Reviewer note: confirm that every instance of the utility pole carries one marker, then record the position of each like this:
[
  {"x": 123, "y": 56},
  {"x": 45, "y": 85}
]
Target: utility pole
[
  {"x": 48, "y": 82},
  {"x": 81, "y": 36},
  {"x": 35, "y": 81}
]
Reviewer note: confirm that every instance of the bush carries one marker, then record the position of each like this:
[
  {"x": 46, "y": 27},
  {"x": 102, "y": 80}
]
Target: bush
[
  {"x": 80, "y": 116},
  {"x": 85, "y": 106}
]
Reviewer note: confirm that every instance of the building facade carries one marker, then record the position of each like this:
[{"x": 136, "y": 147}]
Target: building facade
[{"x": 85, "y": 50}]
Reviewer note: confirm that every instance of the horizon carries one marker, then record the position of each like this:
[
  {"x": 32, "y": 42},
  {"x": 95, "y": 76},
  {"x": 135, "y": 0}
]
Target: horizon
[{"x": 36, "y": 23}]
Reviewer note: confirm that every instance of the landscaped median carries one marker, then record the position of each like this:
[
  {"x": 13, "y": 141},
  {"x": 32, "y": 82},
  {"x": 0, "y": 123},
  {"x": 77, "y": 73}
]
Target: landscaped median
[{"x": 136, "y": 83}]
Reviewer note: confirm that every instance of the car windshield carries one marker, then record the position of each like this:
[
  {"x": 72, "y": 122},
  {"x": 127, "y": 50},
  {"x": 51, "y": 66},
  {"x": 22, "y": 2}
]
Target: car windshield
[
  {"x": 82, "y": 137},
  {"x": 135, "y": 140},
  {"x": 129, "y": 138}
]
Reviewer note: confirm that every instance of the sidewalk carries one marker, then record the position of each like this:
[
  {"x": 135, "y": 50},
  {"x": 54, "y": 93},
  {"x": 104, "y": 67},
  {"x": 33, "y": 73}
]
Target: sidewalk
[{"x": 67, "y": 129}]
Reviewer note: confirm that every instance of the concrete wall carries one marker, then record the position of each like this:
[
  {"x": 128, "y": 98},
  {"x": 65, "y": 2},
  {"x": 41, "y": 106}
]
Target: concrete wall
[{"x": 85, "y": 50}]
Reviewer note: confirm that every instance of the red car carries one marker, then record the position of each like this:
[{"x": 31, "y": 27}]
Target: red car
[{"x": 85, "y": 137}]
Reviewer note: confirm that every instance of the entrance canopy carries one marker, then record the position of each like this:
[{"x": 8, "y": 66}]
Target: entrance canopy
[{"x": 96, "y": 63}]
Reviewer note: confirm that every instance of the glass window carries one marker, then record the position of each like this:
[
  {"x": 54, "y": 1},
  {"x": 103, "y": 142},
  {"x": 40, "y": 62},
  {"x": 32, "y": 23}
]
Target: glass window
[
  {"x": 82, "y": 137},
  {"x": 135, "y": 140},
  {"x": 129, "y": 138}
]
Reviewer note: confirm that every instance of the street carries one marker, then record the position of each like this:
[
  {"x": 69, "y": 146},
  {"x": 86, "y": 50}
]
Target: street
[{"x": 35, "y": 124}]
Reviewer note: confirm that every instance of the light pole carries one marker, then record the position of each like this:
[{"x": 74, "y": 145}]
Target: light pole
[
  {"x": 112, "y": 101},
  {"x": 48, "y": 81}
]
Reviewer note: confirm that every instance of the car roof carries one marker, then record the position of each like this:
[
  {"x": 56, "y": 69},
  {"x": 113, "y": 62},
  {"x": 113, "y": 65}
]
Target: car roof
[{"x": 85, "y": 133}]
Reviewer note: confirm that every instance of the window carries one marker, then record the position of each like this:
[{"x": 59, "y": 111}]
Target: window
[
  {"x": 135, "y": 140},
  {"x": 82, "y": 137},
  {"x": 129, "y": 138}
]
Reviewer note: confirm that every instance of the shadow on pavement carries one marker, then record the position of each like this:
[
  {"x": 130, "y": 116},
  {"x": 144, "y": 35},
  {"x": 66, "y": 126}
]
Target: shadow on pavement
|---|
Your objective: Find the line containing "Reviewer note: confirm that every instance of the concrete". Reproduce it exactly, along with every line after it through the last.

Answer for the task:
Reviewer note: confirm that every instance of the concrete wall carries one marker, then record the position of each like this:
[
  {"x": 128, "y": 98},
  {"x": 65, "y": 2},
  {"x": 41, "y": 106}
]
Target: concrete wall
[{"x": 85, "y": 50}]
Reviewer note: confirm that every instance of the red car carries one marker, then record the position of each like this:
[{"x": 31, "y": 27}]
Target: red car
[{"x": 85, "y": 137}]
Reviewer note: confirm that every instance of the entrance canopy carries one marker, then record the position of each like this:
[{"x": 8, "y": 66}]
Target: entrance canopy
[{"x": 96, "y": 63}]
Reviewer note: confirm that every instance of the glass window carries one marker, then record the position of each like this:
[
  {"x": 54, "y": 1},
  {"x": 103, "y": 142},
  {"x": 40, "y": 62},
  {"x": 32, "y": 23}
]
Target: glass window
[
  {"x": 82, "y": 137},
  {"x": 135, "y": 140},
  {"x": 129, "y": 138}
]
Reviewer note: confirm that every instance of the street carries one marker, then record the position of each like this:
[
  {"x": 69, "y": 146},
  {"x": 86, "y": 50}
]
Target: street
[{"x": 35, "y": 124}]
Reviewer note: confirm that every instance of the light pole carries one marker, then record the position of each like this:
[{"x": 74, "y": 145}]
Target: light pole
[
  {"x": 112, "y": 101},
  {"x": 48, "y": 81}
]
Reviewer note: confirm that every instance of the car roof carries one marker, then record the position of each like this:
[
  {"x": 56, "y": 69},
  {"x": 113, "y": 62},
  {"x": 113, "y": 65}
]
Target: car roof
[{"x": 85, "y": 133}]
Reviewer note: confirm that every instance of the window carries one marker, then record the position of each like this:
[{"x": 59, "y": 111}]
Target: window
[
  {"x": 135, "y": 140},
  {"x": 82, "y": 137},
  {"x": 129, "y": 138}
]
Reviewer note: confirm that every instance of the shadow on pavement carries one marker, then record the position of each like this:
[
  {"x": 130, "y": 116},
  {"x": 144, "y": 35},
  {"x": 66, "y": 126}
]
Target: shadow on pavement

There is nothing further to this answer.